• **Problems to solve**
(a) Copy the text of the CUDA vector-addition excerpt between "Compile the code" and "vecAddKernel(float* A, float* B, float* C, int n)", inclusive.
(b) Extend the CUDA vector-addition excerpt past its last line.

• **Passage provided**
======

This is example from Chapter 2 of Programming Massively Parallel Processors:3rd edition.
Compile the code and run it

In [1]:

%%writefile prog_vector_add.cu
#include <stdio.h>
#include <stdlib.h>
#include <time.h>
// Kernel
__global__ void vecAddKernel(float* A, float* B, float* C, int n)
{

  int i = blockDim.x * blockIdx.x + threadIdx.x;
  if (i < n ){
    C[i] = A[i] + B[i];
  }
}

// Warapper around the kernel
void vecAdd(float* A, float* B, float* C, int n)

======

• **Available data**

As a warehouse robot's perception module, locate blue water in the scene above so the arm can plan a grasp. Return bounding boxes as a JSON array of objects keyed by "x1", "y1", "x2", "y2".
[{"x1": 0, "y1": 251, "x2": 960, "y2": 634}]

======

• **Per-task outputs**
(a)
Compile the code and run it

In [1]:

%%writefile prog_vector_add.cu
#include <stdio.h>
#include <stdlib.h>
#include <time.h>
// Kernel
__global__ void vecAddKernel(float* A, float* B, float* C, int n)

(b)
{
  int size = n * sizeof(float);
  float *d_A;
  float *d_B;
  float *d_C;

  cudaMalloc((void**) &d_A, size);
  cudaMemcpy( d_A, A, size, cudaMemcpyHostToDevice);


  cudaMalloc((void**) &d_B, size);
  cudaMemcpy( d_B, B, size, cudaMemcpyHostToDevice);


  cudaMalloc((void**) &d_C, size);

  vecAddKernel<<< ceil(n/256.0), 256>>> (d_A, d_B, d_C, n);

  cudaMemcpy( C, d_C, size, cudaMemcpyDeviceToHost);

  cudaFree(d_A);
  cudaFree(d_B);
  cudaFree(d_C);

}

void fill_random_floats(float* Arr, int n){
  float a_range = 1000.0;

  for(int i = 0;i<n;i++){
    Arr[i] = (float)rand()/(float)(RAND_MAX/a_range);
     }
}


int main()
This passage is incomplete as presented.